■ **HOW TO COMPLETE THIS TASK**
The listing below contains a span that opens with the line containing "Mark all occurrences of paved" and closes with the line containing "Mark all occurrences of vertical". Return that span exactly.

BEGIN

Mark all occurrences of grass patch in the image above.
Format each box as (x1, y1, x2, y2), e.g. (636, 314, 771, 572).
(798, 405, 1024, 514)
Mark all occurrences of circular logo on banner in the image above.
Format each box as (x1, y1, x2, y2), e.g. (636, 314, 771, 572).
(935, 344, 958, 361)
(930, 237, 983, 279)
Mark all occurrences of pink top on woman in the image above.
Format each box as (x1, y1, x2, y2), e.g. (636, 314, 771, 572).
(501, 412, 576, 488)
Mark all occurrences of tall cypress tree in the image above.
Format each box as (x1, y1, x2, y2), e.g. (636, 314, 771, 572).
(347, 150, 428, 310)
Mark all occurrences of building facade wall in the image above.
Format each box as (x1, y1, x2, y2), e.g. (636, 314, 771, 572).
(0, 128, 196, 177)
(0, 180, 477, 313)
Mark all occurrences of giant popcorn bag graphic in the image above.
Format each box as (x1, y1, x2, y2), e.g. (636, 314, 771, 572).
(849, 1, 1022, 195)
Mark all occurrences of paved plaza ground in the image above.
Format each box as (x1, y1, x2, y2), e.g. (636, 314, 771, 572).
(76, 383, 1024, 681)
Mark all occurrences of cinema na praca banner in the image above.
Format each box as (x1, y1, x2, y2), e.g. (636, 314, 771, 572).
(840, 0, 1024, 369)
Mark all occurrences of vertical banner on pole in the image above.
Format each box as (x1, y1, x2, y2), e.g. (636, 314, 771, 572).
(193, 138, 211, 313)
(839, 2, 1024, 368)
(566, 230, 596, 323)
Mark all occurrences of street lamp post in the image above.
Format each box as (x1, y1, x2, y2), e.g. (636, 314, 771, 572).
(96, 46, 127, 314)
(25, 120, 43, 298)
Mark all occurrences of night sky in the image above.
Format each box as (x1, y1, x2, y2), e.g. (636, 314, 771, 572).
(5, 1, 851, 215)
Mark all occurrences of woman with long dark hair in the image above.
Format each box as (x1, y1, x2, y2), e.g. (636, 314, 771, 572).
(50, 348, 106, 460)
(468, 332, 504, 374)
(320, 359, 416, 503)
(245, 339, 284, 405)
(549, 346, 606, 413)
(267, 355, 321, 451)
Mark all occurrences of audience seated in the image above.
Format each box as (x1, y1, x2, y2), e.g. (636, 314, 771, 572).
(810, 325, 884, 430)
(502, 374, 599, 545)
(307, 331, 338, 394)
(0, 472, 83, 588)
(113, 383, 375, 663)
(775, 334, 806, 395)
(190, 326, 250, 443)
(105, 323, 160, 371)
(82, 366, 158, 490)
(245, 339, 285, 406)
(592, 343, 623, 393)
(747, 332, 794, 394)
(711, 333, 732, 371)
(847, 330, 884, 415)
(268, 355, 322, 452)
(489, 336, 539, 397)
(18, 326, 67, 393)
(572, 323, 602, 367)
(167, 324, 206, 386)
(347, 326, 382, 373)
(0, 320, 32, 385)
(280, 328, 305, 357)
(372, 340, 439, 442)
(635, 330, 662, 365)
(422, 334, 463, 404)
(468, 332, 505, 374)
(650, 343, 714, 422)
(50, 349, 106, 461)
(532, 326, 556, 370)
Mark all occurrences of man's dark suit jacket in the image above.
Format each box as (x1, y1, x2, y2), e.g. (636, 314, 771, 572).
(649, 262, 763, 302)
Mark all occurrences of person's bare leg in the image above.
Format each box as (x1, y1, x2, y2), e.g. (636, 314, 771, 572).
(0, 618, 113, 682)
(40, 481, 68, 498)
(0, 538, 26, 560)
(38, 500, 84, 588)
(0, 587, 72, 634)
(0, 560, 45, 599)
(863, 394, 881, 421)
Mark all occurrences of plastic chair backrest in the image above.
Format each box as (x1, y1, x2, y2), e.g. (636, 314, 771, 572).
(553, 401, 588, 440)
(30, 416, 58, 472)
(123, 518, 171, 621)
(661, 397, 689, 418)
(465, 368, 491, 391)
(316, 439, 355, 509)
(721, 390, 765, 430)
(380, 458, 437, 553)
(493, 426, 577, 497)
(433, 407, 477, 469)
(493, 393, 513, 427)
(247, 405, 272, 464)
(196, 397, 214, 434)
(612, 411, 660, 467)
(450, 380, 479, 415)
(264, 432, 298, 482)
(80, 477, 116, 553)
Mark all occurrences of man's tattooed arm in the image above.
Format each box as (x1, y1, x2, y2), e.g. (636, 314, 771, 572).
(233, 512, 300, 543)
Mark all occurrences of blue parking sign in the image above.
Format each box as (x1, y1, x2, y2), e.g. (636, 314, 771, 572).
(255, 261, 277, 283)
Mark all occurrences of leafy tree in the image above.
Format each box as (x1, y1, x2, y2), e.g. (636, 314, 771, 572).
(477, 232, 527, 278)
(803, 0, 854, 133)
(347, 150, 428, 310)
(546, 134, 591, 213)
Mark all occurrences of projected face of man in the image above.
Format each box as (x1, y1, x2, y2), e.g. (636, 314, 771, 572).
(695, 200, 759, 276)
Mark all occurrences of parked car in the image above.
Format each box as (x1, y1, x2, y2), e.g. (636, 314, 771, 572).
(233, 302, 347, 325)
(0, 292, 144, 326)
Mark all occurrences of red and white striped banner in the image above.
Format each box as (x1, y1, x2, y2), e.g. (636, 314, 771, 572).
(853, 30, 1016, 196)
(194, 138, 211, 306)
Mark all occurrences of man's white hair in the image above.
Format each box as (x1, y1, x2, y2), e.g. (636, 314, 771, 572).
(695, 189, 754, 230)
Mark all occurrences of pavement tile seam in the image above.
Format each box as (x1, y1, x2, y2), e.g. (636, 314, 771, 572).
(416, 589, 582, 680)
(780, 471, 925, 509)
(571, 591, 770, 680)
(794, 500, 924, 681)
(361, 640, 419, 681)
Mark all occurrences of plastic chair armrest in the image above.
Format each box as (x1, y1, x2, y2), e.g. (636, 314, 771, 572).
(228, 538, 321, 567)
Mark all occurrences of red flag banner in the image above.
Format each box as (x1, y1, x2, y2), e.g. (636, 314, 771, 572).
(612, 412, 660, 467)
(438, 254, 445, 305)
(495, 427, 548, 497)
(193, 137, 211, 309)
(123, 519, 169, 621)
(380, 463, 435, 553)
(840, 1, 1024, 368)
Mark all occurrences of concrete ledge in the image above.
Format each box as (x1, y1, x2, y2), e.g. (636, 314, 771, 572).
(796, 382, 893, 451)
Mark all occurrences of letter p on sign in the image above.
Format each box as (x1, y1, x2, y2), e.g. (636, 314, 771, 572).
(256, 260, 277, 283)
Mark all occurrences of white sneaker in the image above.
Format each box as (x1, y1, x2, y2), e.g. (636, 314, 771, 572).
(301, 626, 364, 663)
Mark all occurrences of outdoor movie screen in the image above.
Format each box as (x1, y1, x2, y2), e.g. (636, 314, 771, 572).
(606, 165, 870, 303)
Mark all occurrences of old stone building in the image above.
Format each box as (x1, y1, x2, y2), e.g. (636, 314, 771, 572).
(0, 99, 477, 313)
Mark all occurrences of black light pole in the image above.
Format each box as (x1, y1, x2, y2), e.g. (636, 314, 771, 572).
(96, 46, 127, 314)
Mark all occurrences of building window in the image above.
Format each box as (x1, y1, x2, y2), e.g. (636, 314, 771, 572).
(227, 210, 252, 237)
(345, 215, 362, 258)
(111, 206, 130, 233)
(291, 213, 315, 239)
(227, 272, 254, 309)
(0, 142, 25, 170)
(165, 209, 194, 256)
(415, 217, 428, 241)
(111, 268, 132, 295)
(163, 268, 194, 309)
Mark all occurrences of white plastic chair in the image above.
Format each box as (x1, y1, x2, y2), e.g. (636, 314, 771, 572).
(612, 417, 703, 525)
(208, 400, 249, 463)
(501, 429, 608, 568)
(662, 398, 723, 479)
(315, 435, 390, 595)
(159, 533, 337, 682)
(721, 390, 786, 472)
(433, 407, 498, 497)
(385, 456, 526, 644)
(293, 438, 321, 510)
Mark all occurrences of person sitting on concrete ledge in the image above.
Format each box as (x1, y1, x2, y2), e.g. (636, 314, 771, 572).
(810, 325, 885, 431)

END

■ **EXPECTED ANSWER**
Mark all occurrences of paved plaza ground in the image above.
Format each box as (x1, y1, x2, y2), e.g. (636, 314, 771, 572).
(76, 383, 1024, 681)
Mark all occurrences of cinema na praca banner in the image above.
Format each box as (x1, y1, x2, y2), e.g. (636, 314, 771, 572).
(840, 0, 1024, 369)
Mark all occurrences of vertical banner on pole in the image above.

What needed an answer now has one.